-- Data for analysis follows --
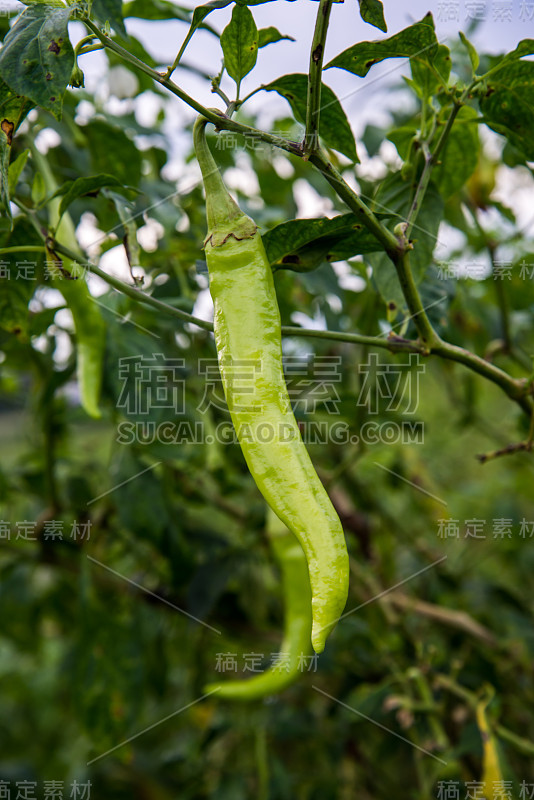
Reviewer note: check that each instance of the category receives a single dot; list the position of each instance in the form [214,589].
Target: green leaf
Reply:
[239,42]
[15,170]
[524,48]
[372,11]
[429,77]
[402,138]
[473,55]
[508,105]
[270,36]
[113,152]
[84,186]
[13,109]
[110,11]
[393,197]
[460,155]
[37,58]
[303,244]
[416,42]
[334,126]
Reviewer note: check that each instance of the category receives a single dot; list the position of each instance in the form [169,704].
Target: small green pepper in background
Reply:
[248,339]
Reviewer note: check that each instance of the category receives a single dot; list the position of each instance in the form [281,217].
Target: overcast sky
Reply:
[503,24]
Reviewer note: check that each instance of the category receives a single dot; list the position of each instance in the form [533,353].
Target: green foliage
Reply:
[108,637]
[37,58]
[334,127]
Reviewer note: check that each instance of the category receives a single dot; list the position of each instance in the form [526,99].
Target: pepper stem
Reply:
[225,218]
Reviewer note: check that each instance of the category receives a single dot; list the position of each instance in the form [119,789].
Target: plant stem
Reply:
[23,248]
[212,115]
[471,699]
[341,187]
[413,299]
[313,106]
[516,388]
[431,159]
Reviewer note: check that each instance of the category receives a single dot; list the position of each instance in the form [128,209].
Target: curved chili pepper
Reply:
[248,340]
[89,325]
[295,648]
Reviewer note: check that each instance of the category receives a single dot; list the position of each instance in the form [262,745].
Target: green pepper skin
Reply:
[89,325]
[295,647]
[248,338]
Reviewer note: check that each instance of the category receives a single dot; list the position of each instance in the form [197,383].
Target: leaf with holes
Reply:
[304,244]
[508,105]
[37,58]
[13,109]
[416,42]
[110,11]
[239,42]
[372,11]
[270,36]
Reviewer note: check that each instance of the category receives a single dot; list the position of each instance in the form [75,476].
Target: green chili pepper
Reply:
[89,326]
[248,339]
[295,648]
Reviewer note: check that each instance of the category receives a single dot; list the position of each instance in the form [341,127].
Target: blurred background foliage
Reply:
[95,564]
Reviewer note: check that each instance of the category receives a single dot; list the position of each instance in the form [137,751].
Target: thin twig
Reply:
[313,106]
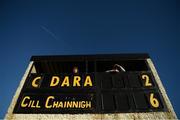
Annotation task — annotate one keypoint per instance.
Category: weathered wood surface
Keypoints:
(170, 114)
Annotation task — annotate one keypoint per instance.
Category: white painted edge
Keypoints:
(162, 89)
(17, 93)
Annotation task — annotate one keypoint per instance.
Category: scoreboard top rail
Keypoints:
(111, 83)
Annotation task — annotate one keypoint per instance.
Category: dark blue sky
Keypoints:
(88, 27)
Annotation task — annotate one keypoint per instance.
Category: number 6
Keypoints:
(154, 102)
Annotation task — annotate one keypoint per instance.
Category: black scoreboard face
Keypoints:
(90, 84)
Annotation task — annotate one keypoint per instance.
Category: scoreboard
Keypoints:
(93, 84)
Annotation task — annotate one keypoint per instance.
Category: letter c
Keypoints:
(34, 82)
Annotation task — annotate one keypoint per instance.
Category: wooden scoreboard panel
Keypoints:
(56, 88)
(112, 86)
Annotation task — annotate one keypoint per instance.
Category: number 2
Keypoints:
-- Data for analysis concluded --
▸ Exercise:
The lines to copy are those above that contain "pepper".

▸ Output:
Target: small green pepper in background
Target: pepper stem
Target: curved chili pepper
Target: green pepper skin
Target: green chili pepper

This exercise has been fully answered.